_DESCRIPTION OF THE TASK:_ Take from the records below each line that holds "dirt".

STORED DATA Start Marker

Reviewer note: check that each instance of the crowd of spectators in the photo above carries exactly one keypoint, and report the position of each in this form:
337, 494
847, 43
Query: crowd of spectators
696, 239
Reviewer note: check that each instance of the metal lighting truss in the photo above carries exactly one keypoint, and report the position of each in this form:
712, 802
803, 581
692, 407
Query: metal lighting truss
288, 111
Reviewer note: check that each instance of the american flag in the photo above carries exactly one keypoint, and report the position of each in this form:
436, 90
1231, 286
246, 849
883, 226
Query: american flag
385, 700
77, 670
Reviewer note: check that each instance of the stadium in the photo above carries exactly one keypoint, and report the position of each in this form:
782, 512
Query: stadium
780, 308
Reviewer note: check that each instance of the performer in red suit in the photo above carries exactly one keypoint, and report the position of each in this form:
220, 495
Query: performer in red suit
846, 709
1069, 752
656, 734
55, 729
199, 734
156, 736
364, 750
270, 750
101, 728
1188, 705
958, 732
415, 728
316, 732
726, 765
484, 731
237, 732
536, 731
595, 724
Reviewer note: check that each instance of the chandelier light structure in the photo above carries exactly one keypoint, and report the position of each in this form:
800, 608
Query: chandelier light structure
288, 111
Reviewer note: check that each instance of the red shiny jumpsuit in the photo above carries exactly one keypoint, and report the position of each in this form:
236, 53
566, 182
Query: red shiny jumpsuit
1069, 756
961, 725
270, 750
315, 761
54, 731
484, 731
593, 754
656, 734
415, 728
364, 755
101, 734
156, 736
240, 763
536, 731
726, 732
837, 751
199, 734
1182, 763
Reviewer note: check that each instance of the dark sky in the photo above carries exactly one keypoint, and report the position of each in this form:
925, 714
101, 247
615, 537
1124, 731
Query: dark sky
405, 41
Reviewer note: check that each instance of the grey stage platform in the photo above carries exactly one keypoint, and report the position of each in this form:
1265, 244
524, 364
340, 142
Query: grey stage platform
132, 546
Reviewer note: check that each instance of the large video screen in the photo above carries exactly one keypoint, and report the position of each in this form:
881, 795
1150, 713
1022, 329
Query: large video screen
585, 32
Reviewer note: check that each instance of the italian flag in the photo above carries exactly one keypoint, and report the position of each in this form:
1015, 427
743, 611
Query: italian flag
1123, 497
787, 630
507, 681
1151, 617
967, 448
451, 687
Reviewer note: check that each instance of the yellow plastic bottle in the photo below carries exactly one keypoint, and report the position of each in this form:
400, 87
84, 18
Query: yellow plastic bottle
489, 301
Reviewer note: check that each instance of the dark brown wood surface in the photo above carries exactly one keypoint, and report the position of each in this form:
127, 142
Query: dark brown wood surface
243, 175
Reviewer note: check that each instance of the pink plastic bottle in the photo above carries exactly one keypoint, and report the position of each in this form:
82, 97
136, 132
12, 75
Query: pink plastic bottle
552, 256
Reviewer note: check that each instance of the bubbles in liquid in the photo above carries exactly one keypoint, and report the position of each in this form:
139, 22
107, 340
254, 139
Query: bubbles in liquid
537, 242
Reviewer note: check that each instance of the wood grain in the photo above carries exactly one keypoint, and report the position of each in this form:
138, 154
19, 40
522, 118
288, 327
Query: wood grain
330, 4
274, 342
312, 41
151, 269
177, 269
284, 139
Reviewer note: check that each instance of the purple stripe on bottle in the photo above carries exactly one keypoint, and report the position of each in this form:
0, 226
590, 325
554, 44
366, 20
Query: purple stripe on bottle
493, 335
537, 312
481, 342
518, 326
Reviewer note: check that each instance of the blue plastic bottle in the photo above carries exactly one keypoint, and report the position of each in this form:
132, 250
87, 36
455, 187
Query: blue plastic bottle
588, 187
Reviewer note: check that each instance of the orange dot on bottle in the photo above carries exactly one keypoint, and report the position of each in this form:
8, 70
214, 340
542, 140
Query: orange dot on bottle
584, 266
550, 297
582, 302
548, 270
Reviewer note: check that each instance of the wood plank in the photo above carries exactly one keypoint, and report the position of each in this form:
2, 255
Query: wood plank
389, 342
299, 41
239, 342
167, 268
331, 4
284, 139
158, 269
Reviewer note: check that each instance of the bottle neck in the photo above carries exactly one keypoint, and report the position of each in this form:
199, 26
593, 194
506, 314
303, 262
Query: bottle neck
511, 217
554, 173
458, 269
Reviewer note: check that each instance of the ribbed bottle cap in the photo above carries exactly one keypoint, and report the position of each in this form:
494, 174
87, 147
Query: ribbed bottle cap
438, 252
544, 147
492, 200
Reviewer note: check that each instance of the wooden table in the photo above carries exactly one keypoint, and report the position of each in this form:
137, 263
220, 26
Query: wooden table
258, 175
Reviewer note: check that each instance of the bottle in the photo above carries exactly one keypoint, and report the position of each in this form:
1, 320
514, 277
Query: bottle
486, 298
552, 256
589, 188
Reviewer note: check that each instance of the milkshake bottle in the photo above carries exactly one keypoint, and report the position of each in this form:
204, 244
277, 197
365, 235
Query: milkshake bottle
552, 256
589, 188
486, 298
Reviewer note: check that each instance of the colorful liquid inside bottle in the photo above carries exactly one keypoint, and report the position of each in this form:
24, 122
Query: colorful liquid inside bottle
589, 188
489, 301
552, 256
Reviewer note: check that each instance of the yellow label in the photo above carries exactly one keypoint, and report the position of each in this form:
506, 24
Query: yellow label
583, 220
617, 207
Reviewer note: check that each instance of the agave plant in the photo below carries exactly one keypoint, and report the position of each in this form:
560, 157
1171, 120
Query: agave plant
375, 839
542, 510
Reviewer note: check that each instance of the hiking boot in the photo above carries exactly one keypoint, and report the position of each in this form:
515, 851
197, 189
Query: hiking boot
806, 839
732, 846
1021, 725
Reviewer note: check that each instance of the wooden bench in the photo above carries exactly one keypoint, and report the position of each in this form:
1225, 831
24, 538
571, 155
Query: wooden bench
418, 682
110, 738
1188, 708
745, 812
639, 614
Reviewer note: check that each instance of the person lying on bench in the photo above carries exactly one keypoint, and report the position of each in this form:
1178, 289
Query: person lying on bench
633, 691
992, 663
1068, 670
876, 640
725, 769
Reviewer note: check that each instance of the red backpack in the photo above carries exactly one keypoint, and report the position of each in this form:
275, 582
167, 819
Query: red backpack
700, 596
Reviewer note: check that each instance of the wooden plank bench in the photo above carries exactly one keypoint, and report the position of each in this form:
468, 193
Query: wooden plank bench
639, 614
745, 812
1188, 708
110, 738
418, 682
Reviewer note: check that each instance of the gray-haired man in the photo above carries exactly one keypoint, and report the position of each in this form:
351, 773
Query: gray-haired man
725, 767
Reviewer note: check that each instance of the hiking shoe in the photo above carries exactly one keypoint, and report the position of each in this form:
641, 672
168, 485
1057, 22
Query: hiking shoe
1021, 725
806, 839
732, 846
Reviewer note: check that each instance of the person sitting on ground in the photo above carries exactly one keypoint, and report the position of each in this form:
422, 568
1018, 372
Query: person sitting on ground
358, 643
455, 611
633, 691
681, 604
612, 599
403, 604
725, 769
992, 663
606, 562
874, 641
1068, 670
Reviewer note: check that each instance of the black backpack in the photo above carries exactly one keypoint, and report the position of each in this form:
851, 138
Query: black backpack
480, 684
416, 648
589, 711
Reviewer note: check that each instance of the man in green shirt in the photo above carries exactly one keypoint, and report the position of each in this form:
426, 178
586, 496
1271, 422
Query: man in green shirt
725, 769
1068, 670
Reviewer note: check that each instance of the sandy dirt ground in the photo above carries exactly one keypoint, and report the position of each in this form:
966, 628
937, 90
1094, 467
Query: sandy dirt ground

STORED DATA End Marker

_TASK SOLUTION:_
Reviewer note: check that each instance of the sandy dirt ground in the photo above carries exactly one keypoint, and report the position of each in this form:
Query: sandy dirt ground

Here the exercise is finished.